Copy the items word for word, starting with the line that contains "Mark every instance of the tree" and going on through the last line of the items.

## [Pointing entries for labeled objects]
====================

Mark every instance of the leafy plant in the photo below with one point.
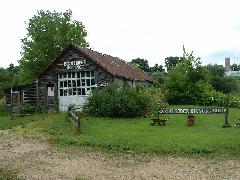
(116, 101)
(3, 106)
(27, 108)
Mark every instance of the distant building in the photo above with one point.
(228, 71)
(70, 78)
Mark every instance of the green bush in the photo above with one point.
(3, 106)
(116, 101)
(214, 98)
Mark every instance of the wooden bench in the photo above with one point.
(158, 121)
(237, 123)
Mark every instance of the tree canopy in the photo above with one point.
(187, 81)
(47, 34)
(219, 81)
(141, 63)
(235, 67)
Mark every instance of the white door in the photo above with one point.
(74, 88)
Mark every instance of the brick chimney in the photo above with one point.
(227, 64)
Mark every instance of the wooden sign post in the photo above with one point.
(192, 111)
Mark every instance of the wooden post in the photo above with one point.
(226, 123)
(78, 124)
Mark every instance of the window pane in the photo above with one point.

====================

## [FINAL ANSWER]
Mark every instance of the tree canopy in the photo above with one point.
(187, 81)
(47, 34)
(219, 81)
(141, 63)
(235, 67)
Mark every instance of the white door in the photo above with one point.
(74, 88)
Mark every instance of the brick chimney in the photo above with one point.
(227, 64)
Mark every instance of the wooden sign post in the photo above with one point.
(192, 111)
Mark every instance of the wooden post in the photo above with one point.
(226, 123)
(78, 124)
Mark every instance of the window pane in the photo above with one point.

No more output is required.